Task goal: Please print the entries below exactly, from the line with "Note to the class: find the green stem" through the line with "Note to the class: find the elongated", including both of those lines and leaving out all others.

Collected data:
[Start of Attachment]

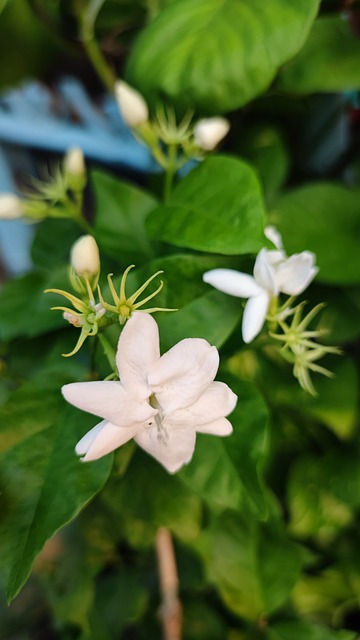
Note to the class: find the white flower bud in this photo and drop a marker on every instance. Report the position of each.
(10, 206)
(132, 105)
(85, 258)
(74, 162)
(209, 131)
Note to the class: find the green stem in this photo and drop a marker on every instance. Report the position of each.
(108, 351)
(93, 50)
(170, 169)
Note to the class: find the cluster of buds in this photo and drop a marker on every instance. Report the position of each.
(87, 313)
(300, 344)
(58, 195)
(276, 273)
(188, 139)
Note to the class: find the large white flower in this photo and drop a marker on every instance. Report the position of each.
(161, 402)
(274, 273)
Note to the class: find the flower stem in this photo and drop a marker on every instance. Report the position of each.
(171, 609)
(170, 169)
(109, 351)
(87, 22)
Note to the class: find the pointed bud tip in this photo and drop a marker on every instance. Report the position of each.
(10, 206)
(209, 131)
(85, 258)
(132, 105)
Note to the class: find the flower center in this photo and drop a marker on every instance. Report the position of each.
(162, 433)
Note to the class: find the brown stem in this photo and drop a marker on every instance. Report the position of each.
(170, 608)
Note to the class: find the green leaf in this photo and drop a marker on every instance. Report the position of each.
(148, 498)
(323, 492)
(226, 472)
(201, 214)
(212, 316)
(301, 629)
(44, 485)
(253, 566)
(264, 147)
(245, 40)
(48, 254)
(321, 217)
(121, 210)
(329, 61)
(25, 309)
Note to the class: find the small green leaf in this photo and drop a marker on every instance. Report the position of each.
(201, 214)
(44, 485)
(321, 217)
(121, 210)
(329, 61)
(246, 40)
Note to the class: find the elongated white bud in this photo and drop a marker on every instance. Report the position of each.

[End of Attachment]
[Start of Attachment]

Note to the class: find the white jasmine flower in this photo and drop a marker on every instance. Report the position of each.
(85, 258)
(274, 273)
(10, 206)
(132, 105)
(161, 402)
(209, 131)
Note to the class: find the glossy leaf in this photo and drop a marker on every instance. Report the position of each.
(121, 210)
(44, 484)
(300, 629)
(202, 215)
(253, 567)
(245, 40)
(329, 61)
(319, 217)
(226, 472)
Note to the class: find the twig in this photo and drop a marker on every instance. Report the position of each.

[End of Attachment]

Answer for the task:
Note to the class: find the green stem in this photo and drop a marker on every instance. Report the position of each.
(108, 351)
(93, 50)
(170, 169)
Note to the class: find the cluster of buds in this photo and drop a marker on every instance. Report the position of each.
(87, 313)
(300, 344)
(58, 195)
(276, 273)
(188, 139)
Note to the class: find the large white flower in this photo and drop a marker on every instance. Report the position of each.
(161, 402)
(274, 273)
Note to the class: find the flower stem in this photo and drop a marker on every instance. Report the position of each.
(171, 609)
(170, 169)
(109, 351)
(87, 22)
Note to the class: find the pointed bud tip in this photo and drop a marker on every instance. Report the position of each.
(10, 206)
(209, 131)
(85, 258)
(132, 105)
Note to the class: find the flower center in this photo and drop a marker on every instance. Report the position of each.
(162, 433)
Note to the class: find the brown stem in this photo and drop a marker on every instance. Report the position of each.
(170, 608)
Note to the class: find the green leaf in this photo and drop a marker on every instance. Report the position of each.
(148, 498)
(323, 492)
(226, 472)
(201, 214)
(212, 316)
(301, 629)
(44, 485)
(253, 566)
(264, 147)
(245, 40)
(48, 254)
(321, 217)
(121, 210)
(329, 61)
(25, 309)
Note to the class: find the small green leaf in this photo and drop a marker on every instance. Report the position of each.
(201, 214)
(44, 485)
(321, 217)
(121, 210)
(329, 61)
(246, 40)
Note to the class: find the elongated white bud in this photo and drop a marker on every instance. Report the position of each.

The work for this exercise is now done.